Exercise goal: Output the lines that follow, reproduced without any change, limited to the part that opens with the line containing "Guideline: for every instance of the large" and closes with the line containing "column 107, row 129".
___ Task data ___
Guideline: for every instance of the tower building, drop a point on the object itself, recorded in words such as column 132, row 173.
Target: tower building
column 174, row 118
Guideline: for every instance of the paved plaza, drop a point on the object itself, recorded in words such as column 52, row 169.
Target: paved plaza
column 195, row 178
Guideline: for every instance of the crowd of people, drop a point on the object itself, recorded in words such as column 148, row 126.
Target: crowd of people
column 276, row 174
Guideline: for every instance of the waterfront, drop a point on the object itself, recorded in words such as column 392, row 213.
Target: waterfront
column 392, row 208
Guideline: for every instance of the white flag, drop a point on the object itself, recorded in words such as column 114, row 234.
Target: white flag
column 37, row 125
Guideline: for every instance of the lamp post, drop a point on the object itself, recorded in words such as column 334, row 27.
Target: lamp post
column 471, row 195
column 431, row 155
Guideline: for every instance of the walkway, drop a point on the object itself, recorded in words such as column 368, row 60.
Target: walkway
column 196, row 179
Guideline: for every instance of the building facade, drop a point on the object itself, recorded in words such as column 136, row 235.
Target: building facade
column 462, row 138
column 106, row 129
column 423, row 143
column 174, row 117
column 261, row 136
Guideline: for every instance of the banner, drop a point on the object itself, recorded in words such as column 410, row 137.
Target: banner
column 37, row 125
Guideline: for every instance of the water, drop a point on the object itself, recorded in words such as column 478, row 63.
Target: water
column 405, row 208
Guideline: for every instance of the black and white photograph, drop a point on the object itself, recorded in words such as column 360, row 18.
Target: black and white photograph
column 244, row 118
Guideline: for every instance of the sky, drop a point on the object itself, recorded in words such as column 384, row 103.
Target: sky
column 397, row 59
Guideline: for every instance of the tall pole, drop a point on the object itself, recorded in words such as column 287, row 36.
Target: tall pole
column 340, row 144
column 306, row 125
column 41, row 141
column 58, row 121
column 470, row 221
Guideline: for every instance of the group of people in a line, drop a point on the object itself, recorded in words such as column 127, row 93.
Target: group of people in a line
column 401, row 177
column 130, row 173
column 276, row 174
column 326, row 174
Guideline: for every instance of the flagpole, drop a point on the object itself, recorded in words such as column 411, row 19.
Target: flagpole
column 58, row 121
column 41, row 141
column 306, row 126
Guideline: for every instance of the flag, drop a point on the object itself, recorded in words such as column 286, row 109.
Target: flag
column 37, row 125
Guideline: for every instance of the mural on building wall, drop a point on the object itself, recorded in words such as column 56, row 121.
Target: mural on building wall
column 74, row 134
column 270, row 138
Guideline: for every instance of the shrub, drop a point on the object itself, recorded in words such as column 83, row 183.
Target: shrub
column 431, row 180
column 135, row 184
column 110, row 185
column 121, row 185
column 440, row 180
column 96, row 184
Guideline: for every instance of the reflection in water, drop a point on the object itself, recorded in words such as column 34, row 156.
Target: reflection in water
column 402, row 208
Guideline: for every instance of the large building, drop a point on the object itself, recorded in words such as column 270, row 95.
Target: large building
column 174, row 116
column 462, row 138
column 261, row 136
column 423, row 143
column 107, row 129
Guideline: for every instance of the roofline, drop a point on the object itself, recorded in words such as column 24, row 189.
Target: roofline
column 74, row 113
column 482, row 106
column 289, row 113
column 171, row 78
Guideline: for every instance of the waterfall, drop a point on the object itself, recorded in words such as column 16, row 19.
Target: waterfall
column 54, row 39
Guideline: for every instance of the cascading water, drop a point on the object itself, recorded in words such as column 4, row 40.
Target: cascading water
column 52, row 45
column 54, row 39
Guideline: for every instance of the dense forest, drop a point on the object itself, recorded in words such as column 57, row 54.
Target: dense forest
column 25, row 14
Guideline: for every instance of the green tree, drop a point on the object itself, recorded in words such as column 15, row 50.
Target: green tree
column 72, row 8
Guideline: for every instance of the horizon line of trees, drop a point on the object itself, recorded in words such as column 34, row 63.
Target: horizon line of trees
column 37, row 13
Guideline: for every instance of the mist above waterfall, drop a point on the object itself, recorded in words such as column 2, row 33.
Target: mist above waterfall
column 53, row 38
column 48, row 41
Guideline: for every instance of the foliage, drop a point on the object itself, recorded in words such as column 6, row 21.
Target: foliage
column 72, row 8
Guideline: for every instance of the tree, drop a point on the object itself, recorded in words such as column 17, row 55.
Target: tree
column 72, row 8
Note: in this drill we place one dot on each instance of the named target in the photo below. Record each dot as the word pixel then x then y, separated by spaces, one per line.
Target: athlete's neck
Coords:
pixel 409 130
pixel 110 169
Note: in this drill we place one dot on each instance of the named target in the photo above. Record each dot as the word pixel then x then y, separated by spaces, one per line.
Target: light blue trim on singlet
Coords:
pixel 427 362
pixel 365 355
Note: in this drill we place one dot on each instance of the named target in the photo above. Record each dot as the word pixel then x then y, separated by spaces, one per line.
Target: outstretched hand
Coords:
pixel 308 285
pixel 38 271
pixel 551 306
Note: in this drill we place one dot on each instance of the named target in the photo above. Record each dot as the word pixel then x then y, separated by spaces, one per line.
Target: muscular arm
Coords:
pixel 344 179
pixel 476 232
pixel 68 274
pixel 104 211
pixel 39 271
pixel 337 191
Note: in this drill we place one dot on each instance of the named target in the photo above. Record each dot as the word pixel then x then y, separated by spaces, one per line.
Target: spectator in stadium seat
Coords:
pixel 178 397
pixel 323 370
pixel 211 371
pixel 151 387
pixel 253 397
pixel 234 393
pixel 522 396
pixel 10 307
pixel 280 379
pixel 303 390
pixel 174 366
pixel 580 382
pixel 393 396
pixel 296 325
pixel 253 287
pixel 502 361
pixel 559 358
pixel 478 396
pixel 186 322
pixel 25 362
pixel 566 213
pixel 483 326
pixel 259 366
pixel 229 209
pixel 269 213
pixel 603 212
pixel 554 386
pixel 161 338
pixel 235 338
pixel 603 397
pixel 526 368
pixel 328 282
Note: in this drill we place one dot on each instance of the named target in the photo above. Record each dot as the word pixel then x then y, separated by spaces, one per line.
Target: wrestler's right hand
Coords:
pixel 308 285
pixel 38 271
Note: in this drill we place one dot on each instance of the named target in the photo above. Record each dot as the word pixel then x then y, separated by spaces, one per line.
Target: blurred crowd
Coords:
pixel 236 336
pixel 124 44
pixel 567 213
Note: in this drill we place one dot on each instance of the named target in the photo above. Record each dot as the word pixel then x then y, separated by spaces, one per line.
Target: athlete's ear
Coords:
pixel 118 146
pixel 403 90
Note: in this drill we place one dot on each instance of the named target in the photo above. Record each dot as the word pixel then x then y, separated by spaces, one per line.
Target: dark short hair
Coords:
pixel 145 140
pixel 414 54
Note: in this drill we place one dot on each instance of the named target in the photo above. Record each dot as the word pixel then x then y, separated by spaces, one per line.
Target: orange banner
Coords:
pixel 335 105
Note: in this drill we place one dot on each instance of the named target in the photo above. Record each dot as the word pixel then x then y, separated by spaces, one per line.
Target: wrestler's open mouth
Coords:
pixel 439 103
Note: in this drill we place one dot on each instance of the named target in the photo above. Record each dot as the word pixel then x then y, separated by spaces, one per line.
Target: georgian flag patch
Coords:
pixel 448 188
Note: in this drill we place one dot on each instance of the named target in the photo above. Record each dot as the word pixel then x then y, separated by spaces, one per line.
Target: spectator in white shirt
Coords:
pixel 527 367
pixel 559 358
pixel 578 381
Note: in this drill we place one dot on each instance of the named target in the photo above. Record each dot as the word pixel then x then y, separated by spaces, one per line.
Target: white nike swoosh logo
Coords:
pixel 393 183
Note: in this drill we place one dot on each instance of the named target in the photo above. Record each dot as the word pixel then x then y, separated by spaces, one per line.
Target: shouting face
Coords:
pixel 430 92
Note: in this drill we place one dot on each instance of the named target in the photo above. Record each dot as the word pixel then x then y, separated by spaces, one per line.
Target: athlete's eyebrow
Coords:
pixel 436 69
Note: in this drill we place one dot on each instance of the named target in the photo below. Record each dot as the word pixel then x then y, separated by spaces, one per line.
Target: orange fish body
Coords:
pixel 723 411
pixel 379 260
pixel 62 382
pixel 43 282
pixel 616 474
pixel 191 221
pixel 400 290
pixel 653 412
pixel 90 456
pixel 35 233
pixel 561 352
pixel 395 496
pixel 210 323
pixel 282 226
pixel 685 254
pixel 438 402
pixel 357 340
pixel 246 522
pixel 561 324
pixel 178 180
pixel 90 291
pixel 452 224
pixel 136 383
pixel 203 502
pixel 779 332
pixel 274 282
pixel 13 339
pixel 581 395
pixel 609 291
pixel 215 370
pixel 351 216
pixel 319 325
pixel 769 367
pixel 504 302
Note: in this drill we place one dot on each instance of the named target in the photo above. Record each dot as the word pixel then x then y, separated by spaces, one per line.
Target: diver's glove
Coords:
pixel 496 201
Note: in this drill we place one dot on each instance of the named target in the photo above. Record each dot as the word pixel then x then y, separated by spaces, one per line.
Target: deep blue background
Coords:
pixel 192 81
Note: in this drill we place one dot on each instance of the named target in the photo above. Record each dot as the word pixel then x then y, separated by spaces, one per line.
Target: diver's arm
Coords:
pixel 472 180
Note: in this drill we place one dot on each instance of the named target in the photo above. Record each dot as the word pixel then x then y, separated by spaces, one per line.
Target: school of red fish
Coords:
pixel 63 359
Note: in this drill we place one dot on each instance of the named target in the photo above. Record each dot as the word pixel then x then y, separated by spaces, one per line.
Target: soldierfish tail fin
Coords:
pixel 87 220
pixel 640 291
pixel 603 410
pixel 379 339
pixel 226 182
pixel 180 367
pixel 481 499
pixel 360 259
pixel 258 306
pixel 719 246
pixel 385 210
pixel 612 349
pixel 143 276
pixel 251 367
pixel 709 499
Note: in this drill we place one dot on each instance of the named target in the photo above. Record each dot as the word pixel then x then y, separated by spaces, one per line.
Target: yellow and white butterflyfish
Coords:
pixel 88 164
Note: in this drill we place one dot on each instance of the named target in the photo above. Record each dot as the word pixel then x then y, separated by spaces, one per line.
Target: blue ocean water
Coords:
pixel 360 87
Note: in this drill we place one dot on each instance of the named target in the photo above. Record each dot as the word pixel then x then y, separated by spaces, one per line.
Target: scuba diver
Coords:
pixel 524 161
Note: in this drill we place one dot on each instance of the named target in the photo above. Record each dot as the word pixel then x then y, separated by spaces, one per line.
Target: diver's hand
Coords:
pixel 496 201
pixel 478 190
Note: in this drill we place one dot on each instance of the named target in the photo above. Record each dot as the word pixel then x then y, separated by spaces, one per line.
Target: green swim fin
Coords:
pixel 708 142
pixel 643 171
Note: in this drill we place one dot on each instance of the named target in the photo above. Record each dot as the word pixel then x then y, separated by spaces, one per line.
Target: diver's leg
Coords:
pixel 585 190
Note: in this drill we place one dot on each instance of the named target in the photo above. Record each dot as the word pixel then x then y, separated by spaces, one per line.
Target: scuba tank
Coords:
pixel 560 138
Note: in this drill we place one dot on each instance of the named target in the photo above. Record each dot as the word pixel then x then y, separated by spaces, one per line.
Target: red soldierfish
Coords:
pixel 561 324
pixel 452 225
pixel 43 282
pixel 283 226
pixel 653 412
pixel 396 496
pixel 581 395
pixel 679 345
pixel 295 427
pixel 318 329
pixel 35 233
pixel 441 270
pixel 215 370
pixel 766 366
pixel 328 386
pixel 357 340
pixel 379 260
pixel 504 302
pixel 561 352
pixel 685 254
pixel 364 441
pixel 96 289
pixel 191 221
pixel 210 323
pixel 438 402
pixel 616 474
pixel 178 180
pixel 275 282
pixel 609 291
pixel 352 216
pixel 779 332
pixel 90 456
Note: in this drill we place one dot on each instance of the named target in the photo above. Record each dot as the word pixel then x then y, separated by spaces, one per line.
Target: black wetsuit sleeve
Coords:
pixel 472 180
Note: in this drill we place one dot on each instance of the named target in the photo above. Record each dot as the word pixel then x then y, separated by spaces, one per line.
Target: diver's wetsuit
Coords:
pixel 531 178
___
Solved problem:
Guideline: for every instance of the large building, drop a point on the object itself, recorded in words such as column 270, row 95.
Target: large building
column 174, row 116
column 462, row 138
column 261, row 136
column 423, row 143
column 107, row 129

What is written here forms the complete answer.